◆ Requirements ◆
Copy out every line of the material below word for word, with no changes.

══════════════════════════════

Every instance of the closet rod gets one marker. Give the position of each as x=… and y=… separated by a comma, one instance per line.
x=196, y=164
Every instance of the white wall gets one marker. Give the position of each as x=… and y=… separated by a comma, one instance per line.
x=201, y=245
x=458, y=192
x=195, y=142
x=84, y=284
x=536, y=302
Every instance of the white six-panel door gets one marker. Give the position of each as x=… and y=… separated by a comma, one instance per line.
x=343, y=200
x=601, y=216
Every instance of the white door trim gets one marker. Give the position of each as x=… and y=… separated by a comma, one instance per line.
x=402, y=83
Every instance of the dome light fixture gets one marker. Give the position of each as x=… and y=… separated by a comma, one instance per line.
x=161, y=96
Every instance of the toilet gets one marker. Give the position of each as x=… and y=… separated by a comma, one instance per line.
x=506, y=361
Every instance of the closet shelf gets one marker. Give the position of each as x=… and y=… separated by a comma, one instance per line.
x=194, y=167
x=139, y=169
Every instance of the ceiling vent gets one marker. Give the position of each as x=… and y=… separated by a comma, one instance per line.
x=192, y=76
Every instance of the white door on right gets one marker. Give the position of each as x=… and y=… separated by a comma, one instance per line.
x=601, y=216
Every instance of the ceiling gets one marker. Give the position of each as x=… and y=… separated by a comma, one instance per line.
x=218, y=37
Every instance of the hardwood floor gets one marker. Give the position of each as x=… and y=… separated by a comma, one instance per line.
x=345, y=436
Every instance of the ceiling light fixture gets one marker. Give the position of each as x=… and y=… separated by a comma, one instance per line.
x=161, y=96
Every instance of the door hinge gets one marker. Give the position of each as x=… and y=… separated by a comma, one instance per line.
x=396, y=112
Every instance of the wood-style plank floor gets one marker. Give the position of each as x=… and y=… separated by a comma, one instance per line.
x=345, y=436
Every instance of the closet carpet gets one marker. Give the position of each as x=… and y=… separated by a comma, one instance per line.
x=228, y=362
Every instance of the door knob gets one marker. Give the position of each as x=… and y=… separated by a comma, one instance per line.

══════════════════════════════

◆ Solved exercise ◆
Every instance of the closet rod gets one marker. Give the position of each as x=… and y=… separated by a comma, one instance per line.
x=196, y=164
Every instance of the white wall gets one marker. Give the position of each as x=… and y=… separated by a comma, one instance per line.
x=201, y=245
x=458, y=192
x=195, y=142
x=84, y=284
x=536, y=302
Every instance of the white six-panel door gets one marker. Give the position of each as x=… and y=… separated by a comma, one instance per line.
x=343, y=200
x=601, y=216
Every instance of the white door trim gets one marker. Give the position of each as x=… and y=… separated by a comma, one instance per line.
x=402, y=83
Every instance of the dome light fixture gets one marker. Give the position of each as x=… and y=… separated by a comma, one instance per line.
x=161, y=96
Every instance of the toilet gets one marker. Give the position of each as x=… and y=… separated by a comma, one instance per line.
x=506, y=361
Every instance of the closet shelf gets one marker. Give the position of each as x=… and y=… separated by a comma, one instance per line.
x=194, y=167
x=139, y=169
Every instance of the ceiling vent gets one marker. Give the position of each as x=… and y=… separated by a comma, one instance per line.
x=192, y=76
Every instance of the white door on right gets one marker. Give the position of each as x=… and y=… separated by a comma, one instance per line.
x=601, y=216
Every instance of the ceiling gets one marker. Give the position of each as x=… and y=… separated by a comma, one instance per line.
x=218, y=37
Every instance of the hardwood floor gets one marker. Give the position of each as x=… and y=… separated by a comma, one instance per line.
x=345, y=436
Every instance of the ceiling light fixture gets one marker. Give the position of each as x=… and y=… separated by a comma, one instance per line.
x=161, y=96
Every instance of the door hinge gets one marker. Give the position of each as x=… and y=… separated by a comma, one instance per line.
x=396, y=112
Every instance of the wood-style plank floor gets one marker. Give the position of each as x=… and y=… separated by a comma, one instance per line.
x=345, y=436
Every instance of the closet carpet gets one marker. Give the position of each as x=… and y=… separated by a comma, one instance per line.
x=228, y=362
Every instance of the door knob gets one marker. Give the position of each as x=… and y=… separated by a comma, one instance per line.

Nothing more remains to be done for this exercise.